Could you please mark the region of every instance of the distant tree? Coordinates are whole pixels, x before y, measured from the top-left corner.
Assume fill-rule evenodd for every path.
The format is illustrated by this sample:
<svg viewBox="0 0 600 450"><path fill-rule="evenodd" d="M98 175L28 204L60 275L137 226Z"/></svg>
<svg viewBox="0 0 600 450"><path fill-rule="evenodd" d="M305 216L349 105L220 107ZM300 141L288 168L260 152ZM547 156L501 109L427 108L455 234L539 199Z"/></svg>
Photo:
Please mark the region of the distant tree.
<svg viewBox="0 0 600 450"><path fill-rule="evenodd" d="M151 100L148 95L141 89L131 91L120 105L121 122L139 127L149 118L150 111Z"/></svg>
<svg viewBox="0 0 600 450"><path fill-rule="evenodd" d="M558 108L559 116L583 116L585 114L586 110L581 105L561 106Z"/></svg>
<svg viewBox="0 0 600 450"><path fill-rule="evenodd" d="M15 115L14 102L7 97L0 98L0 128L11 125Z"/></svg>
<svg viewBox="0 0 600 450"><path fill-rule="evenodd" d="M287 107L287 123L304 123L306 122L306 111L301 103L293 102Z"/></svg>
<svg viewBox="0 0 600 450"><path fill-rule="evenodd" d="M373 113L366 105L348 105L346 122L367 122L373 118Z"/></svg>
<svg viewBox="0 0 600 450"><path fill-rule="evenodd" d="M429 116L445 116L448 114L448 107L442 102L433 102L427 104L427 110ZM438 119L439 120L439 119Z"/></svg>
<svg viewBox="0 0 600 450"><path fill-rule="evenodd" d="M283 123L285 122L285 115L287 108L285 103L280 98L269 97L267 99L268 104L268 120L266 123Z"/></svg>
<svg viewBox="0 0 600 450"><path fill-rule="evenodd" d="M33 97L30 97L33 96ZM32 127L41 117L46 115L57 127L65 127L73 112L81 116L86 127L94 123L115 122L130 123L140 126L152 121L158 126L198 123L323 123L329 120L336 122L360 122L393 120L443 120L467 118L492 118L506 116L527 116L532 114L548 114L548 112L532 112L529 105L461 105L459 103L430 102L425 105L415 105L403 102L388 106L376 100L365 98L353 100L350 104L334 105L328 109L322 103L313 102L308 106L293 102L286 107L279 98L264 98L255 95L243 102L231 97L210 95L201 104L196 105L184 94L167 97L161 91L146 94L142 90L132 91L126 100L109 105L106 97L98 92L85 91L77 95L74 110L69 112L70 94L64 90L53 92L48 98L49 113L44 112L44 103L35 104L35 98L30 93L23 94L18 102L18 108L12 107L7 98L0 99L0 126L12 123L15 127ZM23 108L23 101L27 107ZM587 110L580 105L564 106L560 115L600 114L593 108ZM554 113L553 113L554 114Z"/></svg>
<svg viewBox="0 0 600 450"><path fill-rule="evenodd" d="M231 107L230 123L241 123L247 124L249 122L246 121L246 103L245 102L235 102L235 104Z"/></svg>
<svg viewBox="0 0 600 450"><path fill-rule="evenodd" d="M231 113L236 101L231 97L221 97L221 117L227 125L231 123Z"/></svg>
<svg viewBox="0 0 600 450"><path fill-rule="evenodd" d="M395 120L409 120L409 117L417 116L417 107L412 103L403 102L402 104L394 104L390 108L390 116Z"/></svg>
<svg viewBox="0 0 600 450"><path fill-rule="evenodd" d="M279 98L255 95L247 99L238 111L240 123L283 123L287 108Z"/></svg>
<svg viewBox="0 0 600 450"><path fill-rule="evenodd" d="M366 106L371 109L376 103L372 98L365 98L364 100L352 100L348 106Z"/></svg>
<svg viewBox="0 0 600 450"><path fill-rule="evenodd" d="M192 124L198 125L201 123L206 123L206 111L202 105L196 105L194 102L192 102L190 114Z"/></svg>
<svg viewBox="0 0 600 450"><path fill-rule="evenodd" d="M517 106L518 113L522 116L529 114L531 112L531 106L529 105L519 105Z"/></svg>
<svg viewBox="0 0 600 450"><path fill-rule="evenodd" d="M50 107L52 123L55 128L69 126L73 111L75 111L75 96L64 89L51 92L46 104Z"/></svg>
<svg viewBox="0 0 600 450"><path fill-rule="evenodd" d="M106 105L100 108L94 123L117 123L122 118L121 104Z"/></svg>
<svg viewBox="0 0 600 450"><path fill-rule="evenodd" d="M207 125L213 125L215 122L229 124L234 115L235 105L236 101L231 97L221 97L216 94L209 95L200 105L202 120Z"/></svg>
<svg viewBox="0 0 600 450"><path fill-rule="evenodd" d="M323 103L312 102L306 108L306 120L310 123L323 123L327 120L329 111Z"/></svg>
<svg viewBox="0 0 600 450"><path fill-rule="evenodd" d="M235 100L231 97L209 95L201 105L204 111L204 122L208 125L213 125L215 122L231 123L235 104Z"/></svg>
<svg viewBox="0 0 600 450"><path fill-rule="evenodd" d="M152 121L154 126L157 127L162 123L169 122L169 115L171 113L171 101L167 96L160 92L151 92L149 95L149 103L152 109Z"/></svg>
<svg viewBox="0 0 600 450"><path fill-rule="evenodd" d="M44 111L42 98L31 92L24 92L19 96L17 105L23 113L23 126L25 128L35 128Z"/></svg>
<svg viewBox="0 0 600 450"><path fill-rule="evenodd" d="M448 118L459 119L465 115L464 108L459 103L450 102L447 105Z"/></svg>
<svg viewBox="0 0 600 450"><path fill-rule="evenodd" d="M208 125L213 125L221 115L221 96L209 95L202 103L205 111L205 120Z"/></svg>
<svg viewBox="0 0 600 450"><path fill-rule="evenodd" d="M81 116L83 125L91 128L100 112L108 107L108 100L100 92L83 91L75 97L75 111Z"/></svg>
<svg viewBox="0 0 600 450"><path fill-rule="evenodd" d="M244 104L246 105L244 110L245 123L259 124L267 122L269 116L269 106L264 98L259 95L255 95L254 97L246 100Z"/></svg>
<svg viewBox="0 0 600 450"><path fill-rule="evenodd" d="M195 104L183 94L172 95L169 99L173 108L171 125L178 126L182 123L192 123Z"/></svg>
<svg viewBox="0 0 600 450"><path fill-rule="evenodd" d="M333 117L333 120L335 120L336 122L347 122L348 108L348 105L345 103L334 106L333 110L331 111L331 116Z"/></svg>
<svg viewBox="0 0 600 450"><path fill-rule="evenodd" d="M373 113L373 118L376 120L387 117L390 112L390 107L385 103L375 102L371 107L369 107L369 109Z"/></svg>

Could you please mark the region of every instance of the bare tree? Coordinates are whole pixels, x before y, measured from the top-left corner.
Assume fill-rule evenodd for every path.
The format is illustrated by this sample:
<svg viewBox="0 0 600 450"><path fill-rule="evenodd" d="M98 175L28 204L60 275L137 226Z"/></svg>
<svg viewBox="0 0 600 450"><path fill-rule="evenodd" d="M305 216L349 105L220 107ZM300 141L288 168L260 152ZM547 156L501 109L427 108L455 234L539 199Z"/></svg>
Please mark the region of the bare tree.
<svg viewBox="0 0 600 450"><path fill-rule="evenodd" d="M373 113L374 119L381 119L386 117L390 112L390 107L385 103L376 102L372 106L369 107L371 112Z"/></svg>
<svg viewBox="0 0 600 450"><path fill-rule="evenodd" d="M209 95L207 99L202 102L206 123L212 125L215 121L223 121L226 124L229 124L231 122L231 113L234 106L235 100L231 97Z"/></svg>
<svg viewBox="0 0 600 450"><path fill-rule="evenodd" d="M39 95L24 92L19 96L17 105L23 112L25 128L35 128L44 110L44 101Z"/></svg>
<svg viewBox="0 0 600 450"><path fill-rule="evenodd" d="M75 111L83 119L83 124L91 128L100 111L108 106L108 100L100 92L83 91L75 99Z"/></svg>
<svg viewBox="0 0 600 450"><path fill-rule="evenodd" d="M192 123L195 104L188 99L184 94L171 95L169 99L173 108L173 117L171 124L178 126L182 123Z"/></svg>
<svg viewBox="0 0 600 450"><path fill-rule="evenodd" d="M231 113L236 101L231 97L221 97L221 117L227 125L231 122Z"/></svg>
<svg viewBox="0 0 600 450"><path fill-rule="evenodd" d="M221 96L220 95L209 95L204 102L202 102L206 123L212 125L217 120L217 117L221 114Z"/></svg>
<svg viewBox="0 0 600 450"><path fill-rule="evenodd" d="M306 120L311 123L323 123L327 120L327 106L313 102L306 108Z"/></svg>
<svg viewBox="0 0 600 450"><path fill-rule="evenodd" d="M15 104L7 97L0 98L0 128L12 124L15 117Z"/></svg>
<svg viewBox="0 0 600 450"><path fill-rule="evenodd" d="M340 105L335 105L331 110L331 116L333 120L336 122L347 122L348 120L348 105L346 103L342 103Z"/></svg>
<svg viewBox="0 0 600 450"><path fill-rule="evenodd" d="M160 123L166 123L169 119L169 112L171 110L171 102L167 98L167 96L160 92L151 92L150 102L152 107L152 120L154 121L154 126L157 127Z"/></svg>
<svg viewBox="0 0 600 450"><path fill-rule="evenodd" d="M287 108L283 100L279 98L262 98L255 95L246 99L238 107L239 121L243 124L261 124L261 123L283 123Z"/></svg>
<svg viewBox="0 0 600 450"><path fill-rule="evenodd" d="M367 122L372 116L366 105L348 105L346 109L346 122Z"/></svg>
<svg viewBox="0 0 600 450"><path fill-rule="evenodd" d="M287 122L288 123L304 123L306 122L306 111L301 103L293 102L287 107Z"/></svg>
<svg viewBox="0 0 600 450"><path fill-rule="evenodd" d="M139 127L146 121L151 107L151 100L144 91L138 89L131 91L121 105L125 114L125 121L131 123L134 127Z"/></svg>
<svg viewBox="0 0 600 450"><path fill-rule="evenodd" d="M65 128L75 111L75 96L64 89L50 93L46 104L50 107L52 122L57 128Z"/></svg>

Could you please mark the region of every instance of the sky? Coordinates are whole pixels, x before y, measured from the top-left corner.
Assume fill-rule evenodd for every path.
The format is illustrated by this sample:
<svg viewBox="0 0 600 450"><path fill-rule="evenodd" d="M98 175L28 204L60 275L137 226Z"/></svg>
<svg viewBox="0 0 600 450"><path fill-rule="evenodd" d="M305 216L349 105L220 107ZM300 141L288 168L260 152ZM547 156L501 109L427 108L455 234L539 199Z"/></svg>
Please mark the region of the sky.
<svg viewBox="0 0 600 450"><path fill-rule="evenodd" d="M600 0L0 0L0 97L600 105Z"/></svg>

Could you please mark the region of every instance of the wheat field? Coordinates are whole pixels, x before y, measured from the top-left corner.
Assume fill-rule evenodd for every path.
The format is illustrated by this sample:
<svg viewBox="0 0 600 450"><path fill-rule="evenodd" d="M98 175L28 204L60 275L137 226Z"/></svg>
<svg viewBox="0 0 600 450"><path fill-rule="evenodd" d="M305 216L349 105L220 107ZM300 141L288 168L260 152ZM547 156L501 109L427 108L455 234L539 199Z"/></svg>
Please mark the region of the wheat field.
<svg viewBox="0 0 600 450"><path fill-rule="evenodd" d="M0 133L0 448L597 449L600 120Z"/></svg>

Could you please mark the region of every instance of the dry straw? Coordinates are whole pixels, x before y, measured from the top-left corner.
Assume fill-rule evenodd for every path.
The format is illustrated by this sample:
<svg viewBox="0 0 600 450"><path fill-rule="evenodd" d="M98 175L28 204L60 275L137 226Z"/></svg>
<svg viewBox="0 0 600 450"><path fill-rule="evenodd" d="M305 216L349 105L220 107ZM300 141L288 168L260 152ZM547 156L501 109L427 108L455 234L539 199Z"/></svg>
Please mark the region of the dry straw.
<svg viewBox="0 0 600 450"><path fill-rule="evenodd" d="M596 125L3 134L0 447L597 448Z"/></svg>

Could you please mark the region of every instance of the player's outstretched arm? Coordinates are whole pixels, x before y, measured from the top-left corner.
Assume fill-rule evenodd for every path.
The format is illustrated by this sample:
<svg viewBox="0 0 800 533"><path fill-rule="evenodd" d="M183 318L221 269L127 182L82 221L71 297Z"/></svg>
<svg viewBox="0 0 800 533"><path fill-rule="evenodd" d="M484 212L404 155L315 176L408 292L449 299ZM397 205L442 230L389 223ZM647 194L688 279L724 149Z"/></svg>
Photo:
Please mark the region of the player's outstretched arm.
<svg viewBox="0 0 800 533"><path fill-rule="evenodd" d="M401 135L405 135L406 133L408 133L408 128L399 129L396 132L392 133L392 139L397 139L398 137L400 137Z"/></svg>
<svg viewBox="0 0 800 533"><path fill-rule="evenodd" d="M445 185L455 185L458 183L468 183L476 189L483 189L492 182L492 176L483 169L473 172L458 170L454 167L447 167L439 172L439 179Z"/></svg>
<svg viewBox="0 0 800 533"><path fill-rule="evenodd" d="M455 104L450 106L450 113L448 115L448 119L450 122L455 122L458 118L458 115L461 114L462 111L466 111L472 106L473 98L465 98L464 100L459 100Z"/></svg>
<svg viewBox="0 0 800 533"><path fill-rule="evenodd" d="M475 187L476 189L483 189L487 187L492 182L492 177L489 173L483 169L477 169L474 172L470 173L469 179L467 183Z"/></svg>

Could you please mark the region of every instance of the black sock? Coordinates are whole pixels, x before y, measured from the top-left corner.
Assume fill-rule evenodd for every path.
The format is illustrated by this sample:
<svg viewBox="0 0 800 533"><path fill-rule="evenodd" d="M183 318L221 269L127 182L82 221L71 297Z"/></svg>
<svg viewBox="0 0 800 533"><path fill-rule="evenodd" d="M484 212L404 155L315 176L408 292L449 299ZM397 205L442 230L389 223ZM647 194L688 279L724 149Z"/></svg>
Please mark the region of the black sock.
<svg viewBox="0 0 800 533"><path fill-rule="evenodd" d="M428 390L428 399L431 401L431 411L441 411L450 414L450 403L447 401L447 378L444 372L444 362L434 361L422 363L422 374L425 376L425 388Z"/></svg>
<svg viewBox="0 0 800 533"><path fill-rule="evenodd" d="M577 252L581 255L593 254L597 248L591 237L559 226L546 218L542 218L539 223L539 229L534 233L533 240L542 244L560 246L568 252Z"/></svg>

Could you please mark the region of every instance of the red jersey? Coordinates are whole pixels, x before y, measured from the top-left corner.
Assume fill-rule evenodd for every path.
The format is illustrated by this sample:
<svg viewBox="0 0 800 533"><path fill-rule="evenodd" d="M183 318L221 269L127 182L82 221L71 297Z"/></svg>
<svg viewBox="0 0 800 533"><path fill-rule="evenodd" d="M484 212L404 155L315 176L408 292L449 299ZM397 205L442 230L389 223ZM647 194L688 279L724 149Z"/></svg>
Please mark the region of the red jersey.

···

Goal of the exercise: Search the entries above for lines containing the word "before", and copy each one.

Finished task:
Could you please mark the region of every instance of the distant tree? Coordinates are whole pixels, x before y, measured from the top-left corner.
Could you please mark the region of every instance of the bare tree? Coordinates are whole pixels, x before y, measured from the top-left corner.
Could you please mark the region of every instance of the sky? Coordinates are whole pixels, x before y, measured from the top-left corner.
Could you please mark the region of every instance of the wheat field? Coordinates are whole pixels, x before y, measured from the top-left corner.
Could you please mark the region of every instance of the dry straw? Coordinates are whole pixels, x before y, measured from the top-left corner.
Could you please mark the region of every instance of the player's outstretched arm? Coordinates are whole pixels, x before y, measured from the top-left corner.
Could you please mark the region of every instance of the black sock? Coordinates are whole pixels, x before y, measured from the top-left corner.
Could you please mark the region of every instance of the red jersey? Coordinates are whole pixels, x before y, measured from the top-left corner.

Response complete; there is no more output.